═══ INPUT DATA ═══

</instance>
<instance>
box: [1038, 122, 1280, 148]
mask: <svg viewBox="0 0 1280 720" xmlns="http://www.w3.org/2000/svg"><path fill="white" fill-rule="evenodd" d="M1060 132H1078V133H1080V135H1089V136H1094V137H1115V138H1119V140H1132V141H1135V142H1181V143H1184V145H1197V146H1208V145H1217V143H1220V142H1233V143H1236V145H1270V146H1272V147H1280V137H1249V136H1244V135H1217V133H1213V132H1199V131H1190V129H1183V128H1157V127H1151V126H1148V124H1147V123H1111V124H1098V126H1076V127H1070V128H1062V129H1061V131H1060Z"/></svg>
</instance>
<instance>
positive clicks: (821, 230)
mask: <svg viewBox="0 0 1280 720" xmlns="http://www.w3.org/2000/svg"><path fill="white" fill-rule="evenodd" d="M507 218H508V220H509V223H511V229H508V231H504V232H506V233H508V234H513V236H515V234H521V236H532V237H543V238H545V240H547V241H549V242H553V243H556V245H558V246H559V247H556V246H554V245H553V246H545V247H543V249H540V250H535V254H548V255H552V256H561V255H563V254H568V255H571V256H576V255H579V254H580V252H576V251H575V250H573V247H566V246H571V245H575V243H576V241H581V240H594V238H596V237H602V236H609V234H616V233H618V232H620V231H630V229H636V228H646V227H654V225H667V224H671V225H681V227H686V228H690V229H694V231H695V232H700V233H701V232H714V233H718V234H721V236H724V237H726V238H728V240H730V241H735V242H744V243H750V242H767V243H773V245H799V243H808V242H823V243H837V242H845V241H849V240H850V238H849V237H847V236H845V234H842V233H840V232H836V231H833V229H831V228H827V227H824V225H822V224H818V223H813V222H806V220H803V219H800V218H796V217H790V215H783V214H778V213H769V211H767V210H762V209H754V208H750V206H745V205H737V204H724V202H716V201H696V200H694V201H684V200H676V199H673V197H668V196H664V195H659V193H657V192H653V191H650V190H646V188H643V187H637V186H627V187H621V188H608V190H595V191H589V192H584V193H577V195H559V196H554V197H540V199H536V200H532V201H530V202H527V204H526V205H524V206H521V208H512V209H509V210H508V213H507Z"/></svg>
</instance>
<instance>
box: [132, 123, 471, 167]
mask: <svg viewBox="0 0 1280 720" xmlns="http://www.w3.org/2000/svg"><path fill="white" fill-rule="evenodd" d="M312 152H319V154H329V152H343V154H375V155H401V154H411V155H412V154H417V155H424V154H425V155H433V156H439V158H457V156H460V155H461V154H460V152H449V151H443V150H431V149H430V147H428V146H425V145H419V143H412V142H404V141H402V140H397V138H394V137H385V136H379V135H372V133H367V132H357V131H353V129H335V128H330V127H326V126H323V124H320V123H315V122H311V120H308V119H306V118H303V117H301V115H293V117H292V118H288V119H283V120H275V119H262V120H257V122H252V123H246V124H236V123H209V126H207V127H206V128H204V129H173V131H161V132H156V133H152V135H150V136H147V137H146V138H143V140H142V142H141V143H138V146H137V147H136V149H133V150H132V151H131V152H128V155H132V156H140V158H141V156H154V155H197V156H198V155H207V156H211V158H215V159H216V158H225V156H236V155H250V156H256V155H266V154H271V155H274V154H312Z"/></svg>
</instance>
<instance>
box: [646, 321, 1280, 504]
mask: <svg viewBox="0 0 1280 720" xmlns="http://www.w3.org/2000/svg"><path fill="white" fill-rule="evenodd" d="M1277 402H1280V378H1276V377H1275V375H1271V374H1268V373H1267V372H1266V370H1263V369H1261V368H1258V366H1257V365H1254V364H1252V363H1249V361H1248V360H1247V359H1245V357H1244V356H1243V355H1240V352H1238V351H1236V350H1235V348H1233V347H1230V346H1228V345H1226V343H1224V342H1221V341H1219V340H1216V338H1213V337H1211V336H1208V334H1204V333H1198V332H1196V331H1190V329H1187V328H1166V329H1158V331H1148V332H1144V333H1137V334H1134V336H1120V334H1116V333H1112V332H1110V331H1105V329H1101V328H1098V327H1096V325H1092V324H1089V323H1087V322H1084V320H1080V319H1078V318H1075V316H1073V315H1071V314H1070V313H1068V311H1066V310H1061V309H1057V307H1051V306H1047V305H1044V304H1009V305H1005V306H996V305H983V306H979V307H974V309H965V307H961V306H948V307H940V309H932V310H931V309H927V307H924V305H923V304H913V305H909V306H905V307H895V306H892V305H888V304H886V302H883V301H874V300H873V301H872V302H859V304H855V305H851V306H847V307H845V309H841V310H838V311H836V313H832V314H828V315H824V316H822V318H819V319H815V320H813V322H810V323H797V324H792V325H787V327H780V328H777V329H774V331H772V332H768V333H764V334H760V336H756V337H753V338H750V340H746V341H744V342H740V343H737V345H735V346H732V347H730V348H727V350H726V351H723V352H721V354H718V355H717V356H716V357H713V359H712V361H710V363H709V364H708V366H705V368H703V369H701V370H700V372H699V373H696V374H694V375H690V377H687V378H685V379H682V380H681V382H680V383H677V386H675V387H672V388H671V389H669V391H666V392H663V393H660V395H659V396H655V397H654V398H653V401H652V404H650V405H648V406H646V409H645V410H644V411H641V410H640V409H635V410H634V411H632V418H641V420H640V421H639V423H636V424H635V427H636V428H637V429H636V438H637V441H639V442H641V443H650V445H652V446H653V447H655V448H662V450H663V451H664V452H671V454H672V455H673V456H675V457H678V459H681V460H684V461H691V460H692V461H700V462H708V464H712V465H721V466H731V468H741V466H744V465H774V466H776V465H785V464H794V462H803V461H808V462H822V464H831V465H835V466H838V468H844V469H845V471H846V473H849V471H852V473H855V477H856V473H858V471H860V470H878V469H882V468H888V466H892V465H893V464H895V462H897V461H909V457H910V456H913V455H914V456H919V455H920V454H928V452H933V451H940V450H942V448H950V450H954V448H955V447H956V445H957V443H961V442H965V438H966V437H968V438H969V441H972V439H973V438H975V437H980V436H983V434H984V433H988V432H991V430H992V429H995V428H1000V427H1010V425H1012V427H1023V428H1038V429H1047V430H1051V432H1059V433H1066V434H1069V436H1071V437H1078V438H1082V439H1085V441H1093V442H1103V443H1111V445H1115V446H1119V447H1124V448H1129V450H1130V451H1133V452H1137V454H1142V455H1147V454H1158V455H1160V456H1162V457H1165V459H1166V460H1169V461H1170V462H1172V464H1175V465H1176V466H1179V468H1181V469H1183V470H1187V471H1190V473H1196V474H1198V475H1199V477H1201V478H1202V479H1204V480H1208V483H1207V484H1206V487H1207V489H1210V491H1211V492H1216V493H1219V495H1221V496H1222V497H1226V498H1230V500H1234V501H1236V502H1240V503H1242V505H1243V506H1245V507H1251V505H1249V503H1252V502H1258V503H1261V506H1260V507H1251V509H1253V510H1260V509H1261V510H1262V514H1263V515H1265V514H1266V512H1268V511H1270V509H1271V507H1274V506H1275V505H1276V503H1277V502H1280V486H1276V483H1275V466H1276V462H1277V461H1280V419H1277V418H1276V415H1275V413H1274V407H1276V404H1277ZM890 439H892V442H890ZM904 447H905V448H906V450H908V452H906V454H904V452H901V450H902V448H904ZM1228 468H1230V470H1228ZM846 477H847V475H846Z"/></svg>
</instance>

═══

## REQUEST
Could you recast the whole listing above as a numbered list, one line per item, with any blank lines dropped?

## RESULT FOR THIS TASK
1. </instance>
2. <instance>
3. box: [1038, 122, 1280, 148]
4. mask: <svg viewBox="0 0 1280 720" xmlns="http://www.w3.org/2000/svg"><path fill="white" fill-rule="evenodd" d="M1060 132H1078V133H1080V135H1089V136H1094V137H1115V138H1119V140H1132V141H1135V142H1181V143H1184V145H1197V146H1208V145H1217V143H1220V142H1233V143H1236V145H1270V146H1272V147H1280V137H1249V136H1244V135H1217V133H1213V132H1199V131H1190V129H1183V128H1157V127H1151V126H1148V124H1147V123H1111V124H1098V126H1076V127H1070V128H1062V129H1061V131H1060Z"/></svg>
5. </instance>
6. <instance>
7. positive clicks: (821, 230)
8. mask: <svg viewBox="0 0 1280 720" xmlns="http://www.w3.org/2000/svg"><path fill="white" fill-rule="evenodd" d="M507 218H508V220H509V223H511V229H508V231H504V232H506V233H508V234H513V236H515V234H521V236H532V237H543V238H545V240H547V241H549V242H553V243H556V245H558V246H559V247H556V246H554V245H553V246H545V247H543V249H540V250H535V254H548V255H552V256H561V255H563V254H568V255H571V256H576V255H579V254H580V252H576V251H575V250H573V247H566V246H571V245H575V243H576V241H581V240H594V238H596V237H602V236H609V234H616V233H618V232H620V231H630V229H636V228H646V227H654V225H667V224H671V225H681V227H686V228H690V229H694V231H695V232H700V233H701V232H714V233H718V234H721V236H724V237H726V238H728V240H730V241H735V242H744V243H750V242H767V243H773V245H799V243H808V242H823V243H837V242H845V241H849V240H850V238H849V237H847V236H845V234H842V233H840V232H836V231H833V229H831V228H827V227H824V225H822V224H818V223H813V222H806V220H803V219H800V218H796V217H790V215H783V214H778V213H769V211H767V210H762V209H754V208H750V206H745V205H737V204H724V202H716V201H696V200H694V201H684V200H676V199H673V197H668V196H664V195H659V193H657V192H653V191H650V190H646V188H643V187H637V186H627V187H621V188H608V190H595V191H589V192H584V193H577V195H559V196H554V197H540V199H536V200H532V201H530V202H527V204H526V205H524V206H521V208H512V209H509V210H508V213H507Z"/></svg>
9. </instance>
10. <instance>
11. box: [132, 123, 471, 167]
12. mask: <svg viewBox="0 0 1280 720" xmlns="http://www.w3.org/2000/svg"><path fill="white" fill-rule="evenodd" d="M312 152H319V154H329V152H343V154H375V155H401V154H411V155H412V154H417V155H424V154H425V155H433V156H439V158H457V156H460V155H461V154H460V152H449V151H443V150H431V149H430V147H428V146H425V145H419V143H412V142H404V141H402V140H397V138H394V137H385V136H379V135H372V133H367V132H357V131H353V129H335V128H330V127H326V126H323V124H320V123H315V122H311V120H308V119H306V118H303V117H301V115H293V117H292V118H288V119H283V120H275V119H262V120H257V122H252V123H246V124H236V123H209V126H207V127H206V128H204V129H173V131H161V132H156V133H152V135H150V136H147V137H146V138H143V140H142V142H141V143H138V146H137V147H136V149H133V150H132V151H131V152H128V155H132V156H140V158H141V156H154V155H197V156H198V155H207V156H211V158H215V159H216V158H225V156H236V155H250V156H256V155H266V154H271V155H274V154H312Z"/></svg>
13. </instance>
14. <instance>
15. box: [646, 321, 1280, 504]
16. mask: <svg viewBox="0 0 1280 720" xmlns="http://www.w3.org/2000/svg"><path fill="white" fill-rule="evenodd" d="M1277 402H1280V378H1276V377H1275V375H1271V374H1268V373H1267V372H1266V370H1263V369H1261V368H1258V366H1257V365H1254V364H1252V363H1249V361H1248V360H1247V359H1245V357H1244V356H1243V355H1240V352H1238V351H1236V350H1235V348H1233V347H1230V346H1228V345H1226V343H1224V342H1221V341H1219V340H1216V338H1213V337H1211V336H1208V334H1204V333H1198V332H1196V331H1190V329H1187V328H1166V329H1158V331H1148V332H1144V333H1137V334H1134V336H1120V334H1116V333H1112V332H1110V331H1105V329H1101V328H1098V327H1096V325H1092V324H1089V323H1087V322H1084V320H1080V319H1078V318H1075V316H1073V315H1071V314H1070V313H1068V311H1066V310H1061V309H1057V307H1051V306H1047V305H1044V304H1009V305H1005V306H996V305H983V306H979V307H974V309H965V307H961V306H948V307H940V309H932V310H931V309H927V307H924V305H923V304H913V305H909V306H905V307H895V306H892V305H888V304H886V302H883V301H874V300H873V301H872V302H859V304H855V305H851V306H847V307H845V309H841V310H838V311H836V313H832V314H828V315H824V316H822V318H819V319H815V320H813V322H810V323H797V324H792V325H787V327H780V328H777V329H774V331H772V332H768V333H764V334H760V336H756V337H753V338H750V340H746V341H744V342H740V343H737V345H735V346H732V347H730V348H727V350H726V351H723V352H721V354H718V355H717V356H716V357H713V359H712V361H710V363H709V364H708V366H705V368H703V369H701V370H700V372H699V373H696V374H694V375H690V377H687V378H685V379H682V380H681V382H680V383H677V386H675V387H672V388H671V389H669V391H666V392H663V393H660V395H659V396H655V397H654V398H653V401H652V404H650V405H648V406H646V409H645V410H644V411H641V410H640V409H635V410H634V411H632V418H641V420H640V421H639V423H636V424H635V427H636V428H637V429H636V438H637V441H639V442H641V443H650V445H652V446H653V447H655V448H662V450H663V451H664V452H671V454H672V455H673V456H675V457H678V459H681V460H684V461H691V460H692V461H700V462H708V464H712V465H721V466H731V468H741V466H744V465H774V466H776V465H785V464H794V462H803V461H808V462H822V464H831V465H835V466H838V468H844V469H845V471H846V473H849V471H852V473H855V477H856V473H858V471H860V470H878V469H882V468H888V466H892V465H893V464H895V462H897V461H909V457H910V456H913V455H914V456H919V455H920V454H928V452H933V451H940V450H942V448H950V450H954V448H955V447H956V445H957V443H961V442H965V438H966V437H968V438H969V441H972V439H973V438H975V437H980V436H983V434H984V433H988V432H991V430H992V429H995V428H1000V427H1010V425H1012V427H1023V428H1038V429H1047V430H1051V432H1059V433H1066V434H1069V436H1071V437H1078V438H1082V439H1085V441H1093V442H1103V443H1111V445H1115V446H1119V447H1124V448H1129V450H1130V451H1133V452H1137V454H1142V455H1147V454H1158V455H1160V456H1162V457H1165V459H1166V460H1169V461H1170V462H1172V464H1175V465H1176V466H1179V468H1181V469H1183V470H1187V471H1190V473H1196V474H1198V475H1199V477H1201V478H1202V479H1204V480H1208V483H1207V484H1206V487H1207V489H1210V491H1211V492H1216V493H1219V495H1221V496H1222V497H1226V498H1230V500H1234V501H1236V502H1240V503H1242V505H1243V506H1245V507H1251V505H1249V503H1252V502H1258V503H1261V506H1260V507H1251V509H1253V510H1260V509H1261V510H1262V514H1263V515H1265V514H1266V512H1268V511H1270V509H1271V507H1274V506H1275V505H1276V503H1277V502H1280V486H1276V483H1275V466H1276V462H1277V461H1280V419H1277V418H1276V415H1275V413H1274V407H1276V404H1277ZM890 439H892V442H890ZM904 447H905V448H906V450H908V452H906V454H904V452H901V450H902V448H904ZM1228 468H1230V470H1228ZM846 477H847V475H846Z"/></svg>
17. </instance>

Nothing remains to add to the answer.